>> START Material for this exercise
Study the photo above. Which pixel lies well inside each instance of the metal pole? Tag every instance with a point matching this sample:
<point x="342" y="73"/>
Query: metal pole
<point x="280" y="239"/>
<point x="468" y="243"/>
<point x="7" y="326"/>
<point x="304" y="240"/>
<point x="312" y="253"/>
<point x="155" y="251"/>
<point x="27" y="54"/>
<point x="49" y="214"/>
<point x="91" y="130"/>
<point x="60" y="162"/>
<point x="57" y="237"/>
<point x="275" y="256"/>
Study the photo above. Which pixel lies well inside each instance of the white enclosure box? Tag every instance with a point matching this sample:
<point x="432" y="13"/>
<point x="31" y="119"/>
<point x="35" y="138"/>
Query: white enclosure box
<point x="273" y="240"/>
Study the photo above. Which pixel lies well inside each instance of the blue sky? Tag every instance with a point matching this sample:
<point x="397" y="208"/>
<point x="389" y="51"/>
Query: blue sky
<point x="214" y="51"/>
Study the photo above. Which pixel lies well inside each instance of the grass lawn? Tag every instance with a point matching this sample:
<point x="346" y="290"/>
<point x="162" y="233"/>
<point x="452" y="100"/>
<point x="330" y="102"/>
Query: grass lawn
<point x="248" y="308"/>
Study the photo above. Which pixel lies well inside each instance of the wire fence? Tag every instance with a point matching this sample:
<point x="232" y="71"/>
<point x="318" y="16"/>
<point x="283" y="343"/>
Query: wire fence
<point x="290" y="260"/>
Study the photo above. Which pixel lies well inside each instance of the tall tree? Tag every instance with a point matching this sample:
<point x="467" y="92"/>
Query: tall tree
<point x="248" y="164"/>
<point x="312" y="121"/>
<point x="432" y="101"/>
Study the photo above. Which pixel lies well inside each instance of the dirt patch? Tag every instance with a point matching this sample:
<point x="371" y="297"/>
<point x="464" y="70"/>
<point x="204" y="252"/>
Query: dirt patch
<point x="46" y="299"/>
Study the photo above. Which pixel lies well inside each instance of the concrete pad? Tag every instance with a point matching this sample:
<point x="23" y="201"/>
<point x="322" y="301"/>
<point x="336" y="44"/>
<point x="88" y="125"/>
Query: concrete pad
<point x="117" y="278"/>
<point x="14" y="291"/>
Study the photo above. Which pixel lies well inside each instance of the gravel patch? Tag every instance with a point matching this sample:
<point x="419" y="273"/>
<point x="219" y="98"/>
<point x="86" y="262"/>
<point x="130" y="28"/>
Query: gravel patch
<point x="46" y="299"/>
>> END Material for this exercise
**Goal of the exercise**
The entries above must be returned in full, exactly as shown.

**Task answer**
Study the photo above. Which pixel lies well inside each instance of the metal pole? Tag every instance with a point matching this sample:
<point x="342" y="73"/>
Query: metal pole
<point x="280" y="239"/>
<point x="468" y="243"/>
<point x="7" y="326"/>
<point x="304" y="240"/>
<point x="312" y="253"/>
<point x="155" y="251"/>
<point x="27" y="54"/>
<point x="49" y="214"/>
<point x="91" y="130"/>
<point x="60" y="162"/>
<point x="57" y="237"/>
<point x="275" y="256"/>
Study the photo above. Which pixel lies well inside each instance of the white enclosure box? Tag every instance with a point matching this sample:
<point x="432" y="13"/>
<point x="31" y="119"/>
<point x="35" y="138"/>
Query: white enclosure box
<point x="273" y="240"/>
Study the photo above. Which pixel lies well inside each instance of the blue sky? Tag every instance with a point matching this sample:
<point x="397" y="208"/>
<point x="389" y="51"/>
Query: blue sky
<point x="214" y="51"/>
Study the photo above. Which pixel lies well inside each instance of the grass lawn? Tag every instance with a point matching this sample:
<point x="346" y="290"/>
<point x="162" y="233"/>
<point x="452" y="100"/>
<point x="330" y="102"/>
Query: grass lawn
<point x="248" y="308"/>
Study the photo above. Which pixel lies well inside each instance of the wire fence? Tag every instance with a point matching this sample:
<point x="232" y="71"/>
<point x="318" y="16"/>
<point x="283" y="343"/>
Query: wire fence
<point x="290" y="260"/>
Study the photo above. Which pixel lies well inside each instance of the tall tree? Tag every instance with a point matching this sample:
<point x="467" y="92"/>
Query: tall tree
<point x="248" y="164"/>
<point x="312" y="121"/>
<point x="432" y="101"/>
Study the photo above. Which pixel lies well inside each instance of the dirt patch? Tag every instance with a point matching this sample:
<point x="371" y="297"/>
<point x="464" y="70"/>
<point x="204" y="252"/>
Query: dirt patch
<point x="46" y="299"/>
Study the photo above. Which pixel lies well inside each instance of the concrete pad? Tag every instance with a point matching this sample:
<point x="23" y="201"/>
<point x="322" y="301"/>
<point x="336" y="44"/>
<point x="88" y="125"/>
Query: concrete pad
<point x="117" y="278"/>
<point x="14" y="291"/>
Study the photo above. Which pixel lies well inside each instance of the gravel patch? Tag every instance with a point matching this sample:
<point x="419" y="273"/>
<point x="219" y="98"/>
<point x="86" y="262"/>
<point x="130" y="28"/>
Query: gravel patch
<point x="46" y="299"/>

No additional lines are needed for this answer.